<<<<
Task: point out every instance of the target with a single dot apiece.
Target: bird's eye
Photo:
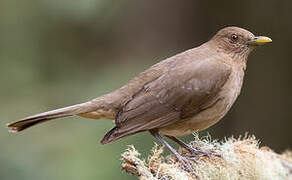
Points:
(234, 37)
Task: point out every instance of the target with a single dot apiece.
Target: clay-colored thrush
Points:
(180, 95)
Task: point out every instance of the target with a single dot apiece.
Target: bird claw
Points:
(187, 165)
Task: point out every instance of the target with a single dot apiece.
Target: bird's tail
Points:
(46, 116)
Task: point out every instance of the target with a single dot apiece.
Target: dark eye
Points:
(234, 37)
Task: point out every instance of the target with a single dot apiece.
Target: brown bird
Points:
(180, 95)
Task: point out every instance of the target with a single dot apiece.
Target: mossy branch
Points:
(240, 158)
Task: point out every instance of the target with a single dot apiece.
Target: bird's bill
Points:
(259, 40)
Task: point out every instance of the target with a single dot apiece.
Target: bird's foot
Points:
(187, 165)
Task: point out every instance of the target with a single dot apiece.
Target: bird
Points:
(180, 95)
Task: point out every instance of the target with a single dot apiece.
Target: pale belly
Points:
(209, 116)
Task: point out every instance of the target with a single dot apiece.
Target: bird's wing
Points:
(180, 93)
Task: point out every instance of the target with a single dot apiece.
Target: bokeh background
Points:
(55, 53)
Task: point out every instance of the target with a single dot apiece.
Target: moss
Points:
(233, 158)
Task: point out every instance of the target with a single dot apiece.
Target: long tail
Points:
(46, 116)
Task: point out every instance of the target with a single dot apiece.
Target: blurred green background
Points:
(55, 53)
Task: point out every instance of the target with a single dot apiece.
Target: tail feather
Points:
(43, 117)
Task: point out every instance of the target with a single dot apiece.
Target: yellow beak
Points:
(259, 40)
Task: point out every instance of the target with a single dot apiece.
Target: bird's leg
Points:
(177, 155)
(187, 147)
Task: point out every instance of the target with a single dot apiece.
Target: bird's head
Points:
(237, 42)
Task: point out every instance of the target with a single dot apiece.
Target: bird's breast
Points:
(212, 115)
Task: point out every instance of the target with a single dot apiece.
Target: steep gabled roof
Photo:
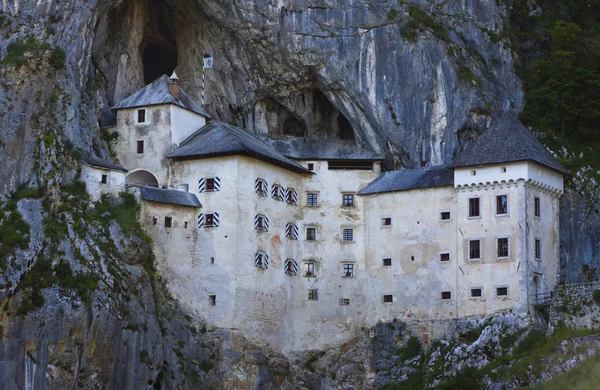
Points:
(320, 149)
(97, 162)
(160, 195)
(409, 179)
(219, 139)
(156, 93)
(508, 141)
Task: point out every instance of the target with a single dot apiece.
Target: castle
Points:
(301, 243)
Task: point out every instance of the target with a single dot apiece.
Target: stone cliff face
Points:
(413, 79)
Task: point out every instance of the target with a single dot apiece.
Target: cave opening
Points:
(158, 47)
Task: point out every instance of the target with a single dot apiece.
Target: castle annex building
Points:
(302, 242)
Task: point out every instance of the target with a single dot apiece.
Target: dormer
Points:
(507, 153)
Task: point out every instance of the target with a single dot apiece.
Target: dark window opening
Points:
(356, 165)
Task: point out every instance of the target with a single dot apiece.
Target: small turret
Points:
(174, 85)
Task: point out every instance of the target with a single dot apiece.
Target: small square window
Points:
(476, 292)
(311, 234)
(348, 200)
(503, 247)
(169, 222)
(474, 249)
(474, 209)
(348, 270)
(348, 235)
(141, 116)
(501, 204)
(309, 269)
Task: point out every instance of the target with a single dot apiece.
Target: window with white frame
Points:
>>>>
§ **PROBLEM DESCRIPTION**
All of the records above must be copied exactly, except for the pictures.

§ **SOLVED EXERCISE**
Task: point out every instance of the target with a single dot apiece.
Target: bird's eye
Photo:
Points:
(234, 37)
Task: point out every instance of the target with a single dot apiece.
Target: clay-colored thrush
Points:
(180, 95)
Task: point out every instance of the target with a single dot apiece.
Target: bird claw
Points:
(187, 165)
Task: point out every instance of the target with a single dot apiece.
Target: bird's tail
Points:
(46, 116)
Task: point out every instance of the target with a single dot apiece.
Target: dark eye
Points:
(234, 37)
Task: point out every instance of the target with a single dot apiece.
Target: brown bird
Points:
(180, 95)
Task: point out every instance of the target with a single dot apiece.
Target: mossy branch
Points:
(240, 158)
Task: point out every instance of the target with a single dot apiece.
Target: bird's bill
Points:
(259, 40)
Task: point out every instance of the target with a single dot apiece.
Target: bird's foot
Points:
(187, 165)
Task: point out every instance of the target with a single dot apiece.
Target: bird
Points:
(180, 95)
Task: point out every instance of the target with a single dot apiece.
Target: pale belly
Points:
(209, 116)
Task: point out every instance of the target with a single dot apiece.
Target: bird's wing
Points:
(180, 93)
Task: point out every instance of the target with a single dot apiece.
Target: bokeh background
Points:
(55, 53)
Task: point out every instance of the target with a single dot apiece.
Target: moss
Points:
(233, 158)
Task: point out every instance of the target with a single dot apiece.
Target: long tail
Points:
(46, 116)
Task: point out every instance of the target with a single dot apiece.
Target: blurred green background
Points:
(55, 53)
Task: point out every instance of the target with a single dot apiece.
Target: tail feather
Points:
(43, 117)
Task: point out every instance of the target with a single dot apiece.
Target: yellow beak
Points:
(259, 40)
Task: point out every instance of the target with a single dot apiece.
Target: bird's leg
Points:
(177, 155)
(187, 147)
Task: point out every instance of the target with a single dot apiece.
Target: bird's head
Points:
(237, 42)
Task: point out every instance of the target with a single dot apiece.
Target: bird's breast
Points:
(212, 115)
Task: point out every instance of the target with a single dot apiece.
Target: steep gabled roof
Photo:
Points:
(320, 149)
(97, 162)
(160, 195)
(409, 179)
(219, 139)
(156, 93)
(508, 141)
Task: point out every instance of the target with a single dot apiece.
Target: castle
Points:
(301, 243)
Task: point out every instance of the target with a single dot apiece.
Target: stone cliff face
Points:
(413, 79)
Task: point out every instance of the target with a single dot apiece.
Target: cave opening
Points:
(158, 47)
Task: point out every instance of the target with a single dot apiece.
Target: castle annex building
Points:
(302, 242)
Task: point out every instance of the target with a single dot apiece.
Target: dormer
Points:
(507, 153)
Task: point out every instance of the target with a single dot apiece.
Target: dark window opening
Points:
(356, 165)
Task: point out every instance of the target with a single dot apiece.
Target: small turret
Points:
(174, 85)
Task: point out every instance of the target with a single dot apiece.
Target: small square window
Points:
(476, 292)
(311, 234)
(348, 200)
(503, 247)
(169, 222)
(474, 249)
(474, 209)
(348, 270)
(348, 235)
(141, 116)
(501, 204)
(309, 269)
Task: point out every instance of the target with a single dot apiece.
Target: window with white frame
Points:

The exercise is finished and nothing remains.